◆ **Exercise details**
Rewrite all of the lines below, changing "Outline every instance" to "Draw a polygon around each instance" and leaving everything else as it is.

◆ **Records shown**
———

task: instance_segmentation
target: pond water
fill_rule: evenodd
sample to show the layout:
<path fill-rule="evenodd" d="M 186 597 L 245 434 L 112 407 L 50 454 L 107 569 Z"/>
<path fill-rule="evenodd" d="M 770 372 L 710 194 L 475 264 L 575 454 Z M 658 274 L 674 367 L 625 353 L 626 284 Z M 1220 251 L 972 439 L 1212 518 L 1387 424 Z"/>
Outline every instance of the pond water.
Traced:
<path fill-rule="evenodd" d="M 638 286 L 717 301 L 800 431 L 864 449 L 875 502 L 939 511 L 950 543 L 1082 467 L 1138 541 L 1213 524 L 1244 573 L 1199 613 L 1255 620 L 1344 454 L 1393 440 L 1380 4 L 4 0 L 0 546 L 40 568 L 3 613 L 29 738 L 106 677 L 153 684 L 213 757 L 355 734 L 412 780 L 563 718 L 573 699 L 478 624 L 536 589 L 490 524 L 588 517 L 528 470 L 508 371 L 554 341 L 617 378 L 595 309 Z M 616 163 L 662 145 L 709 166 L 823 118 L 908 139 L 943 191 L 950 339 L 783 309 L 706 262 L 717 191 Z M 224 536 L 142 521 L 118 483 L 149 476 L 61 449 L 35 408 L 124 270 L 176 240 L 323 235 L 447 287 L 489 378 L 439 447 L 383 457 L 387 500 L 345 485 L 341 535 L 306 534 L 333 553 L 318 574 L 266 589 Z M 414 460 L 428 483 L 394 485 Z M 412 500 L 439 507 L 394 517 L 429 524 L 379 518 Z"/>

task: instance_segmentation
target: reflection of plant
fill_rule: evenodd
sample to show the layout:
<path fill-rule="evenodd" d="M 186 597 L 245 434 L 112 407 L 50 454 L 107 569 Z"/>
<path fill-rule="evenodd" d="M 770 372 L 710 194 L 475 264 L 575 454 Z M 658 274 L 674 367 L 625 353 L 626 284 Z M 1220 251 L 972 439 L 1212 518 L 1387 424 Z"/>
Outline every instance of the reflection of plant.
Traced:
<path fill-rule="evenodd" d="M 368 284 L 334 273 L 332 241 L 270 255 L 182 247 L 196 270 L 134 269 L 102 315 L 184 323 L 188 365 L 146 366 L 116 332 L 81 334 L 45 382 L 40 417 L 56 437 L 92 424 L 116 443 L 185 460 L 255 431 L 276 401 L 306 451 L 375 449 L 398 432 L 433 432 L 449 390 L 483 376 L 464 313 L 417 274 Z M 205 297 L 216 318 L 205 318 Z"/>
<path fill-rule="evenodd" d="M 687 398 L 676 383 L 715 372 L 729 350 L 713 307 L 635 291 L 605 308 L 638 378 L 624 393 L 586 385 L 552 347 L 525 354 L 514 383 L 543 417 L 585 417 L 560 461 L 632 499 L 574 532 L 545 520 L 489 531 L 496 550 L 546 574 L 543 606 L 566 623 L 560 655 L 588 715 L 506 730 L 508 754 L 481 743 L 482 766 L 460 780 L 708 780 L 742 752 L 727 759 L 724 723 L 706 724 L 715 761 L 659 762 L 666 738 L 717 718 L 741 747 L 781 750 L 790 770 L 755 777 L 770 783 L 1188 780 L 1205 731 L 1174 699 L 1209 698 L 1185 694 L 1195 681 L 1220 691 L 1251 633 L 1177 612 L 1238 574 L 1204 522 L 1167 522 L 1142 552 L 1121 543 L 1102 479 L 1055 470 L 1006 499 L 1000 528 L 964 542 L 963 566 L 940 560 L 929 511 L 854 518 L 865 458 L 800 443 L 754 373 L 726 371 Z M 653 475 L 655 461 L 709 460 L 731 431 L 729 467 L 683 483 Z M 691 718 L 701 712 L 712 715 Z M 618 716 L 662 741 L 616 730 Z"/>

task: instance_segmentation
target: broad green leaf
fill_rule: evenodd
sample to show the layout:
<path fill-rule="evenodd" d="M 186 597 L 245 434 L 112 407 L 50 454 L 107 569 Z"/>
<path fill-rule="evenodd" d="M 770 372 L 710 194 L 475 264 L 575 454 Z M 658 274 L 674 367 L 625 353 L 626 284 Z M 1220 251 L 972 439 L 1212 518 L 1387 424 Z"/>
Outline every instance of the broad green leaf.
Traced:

———

◆ **Response to this task**
task: instance_segmentation
target: pond water
fill_rule: evenodd
sample to show the layout:
<path fill-rule="evenodd" d="M 186 597 L 245 434 L 112 407 L 50 454 L 107 569 Z"/>
<path fill-rule="evenodd" d="M 770 372 L 710 194 L 475 264 L 575 454 Z M 658 274 L 674 367 L 625 353 L 626 284 Z M 1220 251 L 972 439 L 1212 518 L 1387 424 Z"/>
Draw a polygon around each instance of the pond water.
Traced:
<path fill-rule="evenodd" d="M 638 286 L 717 301 L 800 431 L 864 449 L 875 502 L 939 511 L 950 543 L 1082 467 L 1138 541 L 1213 524 L 1244 573 L 1199 613 L 1255 620 L 1344 454 L 1393 440 L 1380 4 L 4 0 L 0 546 L 40 568 L 3 613 L 29 738 L 106 677 L 153 684 L 213 757 L 355 734 L 412 780 L 563 718 L 573 699 L 478 624 L 536 589 L 490 524 L 588 517 L 528 470 L 508 371 L 554 341 L 617 378 L 595 309 Z M 616 163 L 662 145 L 709 166 L 823 118 L 908 139 L 943 191 L 950 339 L 783 309 L 706 262 L 717 191 Z M 224 536 L 142 521 L 118 483 L 149 476 L 61 449 L 35 408 L 124 270 L 176 240 L 323 235 L 447 287 L 489 378 L 439 447 L 383 457 L 387 500 L 345 485 L 341 535 L 306 534 L 333 553 L 318 574 L 266 589 Z M 414 460 L 428 483 L 394 485 Z M 412 500 L 439 507 L 394 517 L 429 524 L 379 518 Z"/>

task: instance_segmentation
target: reflection of plant
fill_rule: evenodd
sample to show the layout:
<path fill-rule="evenodd" d="M 186 597 L 245 434 L 112 407 L 50 454 L 107 569 Z"/>
<path fill-rule="evenodd" d="M 770 372 L 710 194 L 475 264 L 575 454 Z M 658 274 L 674 367 L 625 353 L 626 284 Z M 1220 251 L 972 439 L 1212 518 L 1387 424 Z"/>
Draw a polygon around each instance of the reflection of plant.
Traced:
<path fill-rule="evenodd" d="M 368 284 L 334 273 L 332 241 L 270 255 L 182 247 L 196 270 L 134 269 L 102 315 L 184 323 L 188 365 L 146 366 L 116 332 L 81 334 L 45 382 L 40 417 L 56 437 L 92 424 L 116 443 L 185 460 L 255 431 L 276 401 L 306 451 L 375 449 L 398 432 L 433 432 L 449 390 L 483 376 L 464 313 L 417 274 Z M 205 297 L 216 318 L 205 318 Z"/>
<path fill-rule="evenodd" d="M 687 398 L 676 383 L 715 372 L 729 350 L 713 307 L 635 291 L 605 308 L 638 378 L 624 393 L 586 385 L 552 347 L 525 354 L 514 383 L 543 417 L 585 417 L 560 461 L 632 499 L 574 532 L 545 520 L 489 531 L 496 550 L 546 574 L 543 606 L 566 623 L 560 655 L 588 715 L 506 730 L 508 754 L 481 743 L 482 766 L 460 780 L 708 780 L 742 752 L 727 759 L 724 723 L 706 724 L 715 761 L 659 762 L 666 738 L 717 718 L 741 747 L 781 750 L 790 770 L 755 777 L 770 783 L 1188 780 L 1205 731 L 1174 699 L 1209 698 L 1185 694 L 1195 681 L 1220 691 L 1251 633 L 1177 612 L 1238 574 L 1204 522 L 1167 522 L 1142 552 L 1121 543 L 1102 479 L 1055 470 L 1006 499 L 1000 528 L 964 542 L 963 566 L 940 560 L 929 511 L 854 518 L 865 458 L 800 443 L 754 373 L 726 371 Z M 653 475 L 655 461 L 709 460 L 731 431 L 729 467 L 683 483 Z M 691 718 L 701 712 L 712 715 Z M 618 716 L 662 741 L 616 730 Z"/>

task: instance_segmentation
target: broad green leaf
fill_rule: evenodd
sample to show the layout:
<path fill-rule="evenodd" d="M 186 597 L 245 434 L 112 407 L 50 454 L 107 569 Z"/>
<path fill-rule="evenodd" d="M 770 372 L 710 194 L 475 264 L 575 454 Z M 658 274 L 674 367 L 625 353 L 626 284 Z M 1220 251 L 972 439 L 1212 518 L 1387 424 Z"/>
Draw a polygon around each instance of the broad green leaf.
Traced:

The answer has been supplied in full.